* What you will do *
- a) In the excerpt on wolf management, what minimum wolf population does the state's plan call for?
- b) Please extend the excerpt on wolf management, picking up right after its final sentence.

* Source excerpt *

*-*-*

Legislators and top wildlife officials said their primary goal is to make certain the wolf doesn't go back on the endangered species list -- either because its numbers drop below 1,600, the minimum called for in the state's plan, or because of a lawsuit by conservation groups that challenge the state's management.

"We want to work toward keeping it under state control," said Rep. Denny McNamara, R-Hastings, chairman of the House Environment, Energy and Natural Resources Policy and Finance Committee.

But McNamara said legislators are already hearing from constituents in northern Minnesota who want "a serious hunt" right away. That sentiment was evident among many of the hunters who attended the DNR's annual meeting Friday, where officials for the first time laid out the bare bones of a plan.

They said they have not yet settled on a quota for how many wolves could be shot or trapped. That would be decided by the Legislature, with input from the public through open hearings, officials said. They said they would like a plan that allowed larger numbers to be hunted in areas near agricultural and livestock regions, where there have been conflicts, a strategy that in the long run could reduce clashes between wolves and people.

The state's plan also allows property owners in the northeast part of the state to kill wolves if they are an immediate threat to livestock or pets. On the more agricultural southern and western edges of the state's 35,000-square-mile wolf range, the rule is even looser: Property owners can kill any wolf that is on their land.

*-*-*

* Stored data entries *
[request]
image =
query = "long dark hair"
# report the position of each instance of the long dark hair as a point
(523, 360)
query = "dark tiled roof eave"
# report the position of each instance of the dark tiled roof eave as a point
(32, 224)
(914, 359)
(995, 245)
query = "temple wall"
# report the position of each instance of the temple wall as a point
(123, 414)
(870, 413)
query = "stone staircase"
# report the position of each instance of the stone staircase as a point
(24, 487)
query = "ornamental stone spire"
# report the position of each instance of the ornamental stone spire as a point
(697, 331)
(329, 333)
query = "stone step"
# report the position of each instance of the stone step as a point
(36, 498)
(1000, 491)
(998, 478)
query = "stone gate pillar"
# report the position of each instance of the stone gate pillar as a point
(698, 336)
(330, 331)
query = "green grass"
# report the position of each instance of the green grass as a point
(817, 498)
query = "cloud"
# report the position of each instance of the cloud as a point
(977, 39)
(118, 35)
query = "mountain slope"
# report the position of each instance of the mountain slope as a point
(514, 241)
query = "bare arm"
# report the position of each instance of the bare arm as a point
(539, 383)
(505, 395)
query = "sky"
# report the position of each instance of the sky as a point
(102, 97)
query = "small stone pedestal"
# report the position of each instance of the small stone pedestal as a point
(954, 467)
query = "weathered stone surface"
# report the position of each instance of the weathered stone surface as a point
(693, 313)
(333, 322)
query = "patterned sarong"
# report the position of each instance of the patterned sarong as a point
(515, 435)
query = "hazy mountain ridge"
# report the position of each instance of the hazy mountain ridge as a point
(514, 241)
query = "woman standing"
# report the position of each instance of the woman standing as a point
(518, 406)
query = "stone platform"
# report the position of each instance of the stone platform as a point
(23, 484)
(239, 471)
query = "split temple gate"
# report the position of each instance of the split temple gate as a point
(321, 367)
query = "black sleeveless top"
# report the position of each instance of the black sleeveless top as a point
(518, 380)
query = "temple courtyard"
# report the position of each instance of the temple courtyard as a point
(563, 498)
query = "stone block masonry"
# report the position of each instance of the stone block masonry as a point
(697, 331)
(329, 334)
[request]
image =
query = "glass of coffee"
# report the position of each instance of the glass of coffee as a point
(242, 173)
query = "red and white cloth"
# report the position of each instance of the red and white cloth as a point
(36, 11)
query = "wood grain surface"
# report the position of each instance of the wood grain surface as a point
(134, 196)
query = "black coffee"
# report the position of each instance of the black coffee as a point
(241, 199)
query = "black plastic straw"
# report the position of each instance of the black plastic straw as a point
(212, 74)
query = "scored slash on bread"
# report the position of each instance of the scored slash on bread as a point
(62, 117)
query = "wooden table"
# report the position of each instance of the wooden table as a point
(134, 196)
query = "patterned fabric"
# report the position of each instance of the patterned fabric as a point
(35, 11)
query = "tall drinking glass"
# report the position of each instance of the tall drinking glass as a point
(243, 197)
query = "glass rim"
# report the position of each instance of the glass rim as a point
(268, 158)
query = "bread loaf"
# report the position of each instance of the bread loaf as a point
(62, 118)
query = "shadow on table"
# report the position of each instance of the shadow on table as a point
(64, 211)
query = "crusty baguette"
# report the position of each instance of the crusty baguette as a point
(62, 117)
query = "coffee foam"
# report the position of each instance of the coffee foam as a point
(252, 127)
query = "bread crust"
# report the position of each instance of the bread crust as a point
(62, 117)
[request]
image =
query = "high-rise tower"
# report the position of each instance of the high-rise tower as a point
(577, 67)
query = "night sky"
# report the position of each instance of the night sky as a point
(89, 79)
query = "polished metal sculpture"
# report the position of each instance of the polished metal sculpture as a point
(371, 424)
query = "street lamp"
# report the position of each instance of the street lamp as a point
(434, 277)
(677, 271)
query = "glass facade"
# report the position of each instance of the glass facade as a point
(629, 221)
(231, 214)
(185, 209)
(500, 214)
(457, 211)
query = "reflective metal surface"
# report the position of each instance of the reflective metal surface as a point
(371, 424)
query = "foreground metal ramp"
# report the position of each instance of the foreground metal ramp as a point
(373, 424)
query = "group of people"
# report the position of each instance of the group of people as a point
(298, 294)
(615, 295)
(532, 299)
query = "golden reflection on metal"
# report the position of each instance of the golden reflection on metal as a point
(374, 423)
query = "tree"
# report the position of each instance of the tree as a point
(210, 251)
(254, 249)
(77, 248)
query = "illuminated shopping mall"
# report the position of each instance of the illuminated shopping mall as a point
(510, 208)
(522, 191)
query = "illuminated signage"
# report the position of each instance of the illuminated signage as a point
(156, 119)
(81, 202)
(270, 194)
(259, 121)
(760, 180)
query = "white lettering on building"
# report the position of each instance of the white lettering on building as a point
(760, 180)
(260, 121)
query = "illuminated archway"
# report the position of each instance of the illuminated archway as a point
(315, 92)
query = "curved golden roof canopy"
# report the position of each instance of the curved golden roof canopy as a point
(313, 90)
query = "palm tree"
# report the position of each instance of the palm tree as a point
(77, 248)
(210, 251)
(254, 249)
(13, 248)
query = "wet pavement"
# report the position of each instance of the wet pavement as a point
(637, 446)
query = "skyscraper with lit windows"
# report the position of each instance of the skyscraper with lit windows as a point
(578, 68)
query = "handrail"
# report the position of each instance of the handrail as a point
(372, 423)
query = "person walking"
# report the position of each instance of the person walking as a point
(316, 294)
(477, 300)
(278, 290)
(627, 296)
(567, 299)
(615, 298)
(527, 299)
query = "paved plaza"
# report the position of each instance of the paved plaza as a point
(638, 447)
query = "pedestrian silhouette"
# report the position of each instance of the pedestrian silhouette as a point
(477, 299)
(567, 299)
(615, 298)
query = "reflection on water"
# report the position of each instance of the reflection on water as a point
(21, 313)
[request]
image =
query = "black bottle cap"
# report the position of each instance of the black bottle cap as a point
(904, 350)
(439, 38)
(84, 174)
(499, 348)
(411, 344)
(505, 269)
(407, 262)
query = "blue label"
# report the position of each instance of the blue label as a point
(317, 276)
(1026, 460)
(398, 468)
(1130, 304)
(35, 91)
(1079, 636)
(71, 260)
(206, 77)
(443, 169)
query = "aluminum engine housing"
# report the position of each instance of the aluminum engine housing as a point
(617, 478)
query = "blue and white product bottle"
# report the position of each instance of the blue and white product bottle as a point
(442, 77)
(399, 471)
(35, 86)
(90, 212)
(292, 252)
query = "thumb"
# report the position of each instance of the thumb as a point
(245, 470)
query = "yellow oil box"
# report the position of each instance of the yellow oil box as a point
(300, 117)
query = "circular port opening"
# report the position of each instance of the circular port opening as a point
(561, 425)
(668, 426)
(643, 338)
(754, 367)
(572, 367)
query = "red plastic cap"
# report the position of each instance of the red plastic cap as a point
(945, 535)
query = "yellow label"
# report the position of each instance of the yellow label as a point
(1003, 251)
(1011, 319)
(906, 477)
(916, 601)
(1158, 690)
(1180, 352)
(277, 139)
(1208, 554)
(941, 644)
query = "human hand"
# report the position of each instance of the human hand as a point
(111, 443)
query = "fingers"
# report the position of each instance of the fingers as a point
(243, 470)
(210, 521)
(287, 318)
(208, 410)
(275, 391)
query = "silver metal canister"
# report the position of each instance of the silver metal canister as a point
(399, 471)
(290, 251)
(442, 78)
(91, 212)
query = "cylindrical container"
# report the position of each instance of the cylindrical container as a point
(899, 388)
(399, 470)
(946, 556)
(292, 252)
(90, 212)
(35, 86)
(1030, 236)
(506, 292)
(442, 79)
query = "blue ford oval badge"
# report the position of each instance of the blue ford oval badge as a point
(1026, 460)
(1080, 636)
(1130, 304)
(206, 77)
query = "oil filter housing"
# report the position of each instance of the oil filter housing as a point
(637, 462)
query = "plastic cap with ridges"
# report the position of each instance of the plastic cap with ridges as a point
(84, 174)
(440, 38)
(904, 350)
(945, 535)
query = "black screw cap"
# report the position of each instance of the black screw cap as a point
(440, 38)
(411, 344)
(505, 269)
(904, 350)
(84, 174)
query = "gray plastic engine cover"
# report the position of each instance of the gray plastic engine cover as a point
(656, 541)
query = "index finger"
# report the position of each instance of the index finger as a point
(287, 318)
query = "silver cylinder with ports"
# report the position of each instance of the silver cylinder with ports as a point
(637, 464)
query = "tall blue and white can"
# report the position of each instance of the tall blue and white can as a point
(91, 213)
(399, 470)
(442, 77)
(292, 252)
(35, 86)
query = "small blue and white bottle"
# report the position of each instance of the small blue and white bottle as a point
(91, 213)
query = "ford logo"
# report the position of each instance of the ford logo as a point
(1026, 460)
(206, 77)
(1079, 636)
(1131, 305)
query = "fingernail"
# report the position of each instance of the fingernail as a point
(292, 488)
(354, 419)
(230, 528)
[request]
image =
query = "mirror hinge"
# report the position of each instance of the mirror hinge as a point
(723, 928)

*-*-*

* Answers by task *
- a) 1,600 wolves.

- b)
The number of licenses and limit on the number killed should be determined by what's best for the wolf population, Stark said. That will take time and research to determine. But in Canada and Alaska, where wolves have never been endangered, populations can survive a 20 to 30 percent annual mortality rate, he said. And, he said, the population in Minnesota has easily withstood the loss of 200 animals a year through sanctioned trapping by federal wildlife officials who target wolves that prey on livestock and pets.

Wolf conservation advocates supported the scope of the DNR's outline.

"I'm proud of Minnesota," said Nancy Gibson, co-founder of the International Wolf Center in Ely.

But the debate has just begun. The Minnesota Deer Hunters Association has already proposed a more aggressive plan that includes an annual harvest of 750 wolves, and over-the-counter license sales for a season that would coincide with deer hunting.

"Ninety-five percent of deer hunters have not seen a wolf from a deer stand," said Mark Johnson, executive director of the deer hunters' association, at a legislative hearing on Thursday. "But they would all pay for the opportunity" to shoot one if they did, he said.

The wolf, too, will have a say. No matter how many the state allows to be killed, the quota will be hard to meet because the wolf is notoriously difficult to hunt and trap.

This year Western states launched hunting seasons aimed at reducing their populations, but the results have been modest. Montana, with about 550 gray wolves, sold nearly 20,000 wolf-hunting licenses this fall at $19 each for residents and $350 for nonresidents. Only half the quota of 220 wolves was killed during a five-week season, and the state has now extended the season through February. The experience in Idaho and Wyoming was similar.

It's evidence, said wildlife officials, that regardless of what kind of hunting season Minnesota designs, the wolf is here to stay.

"It's resilient," said Landwehr.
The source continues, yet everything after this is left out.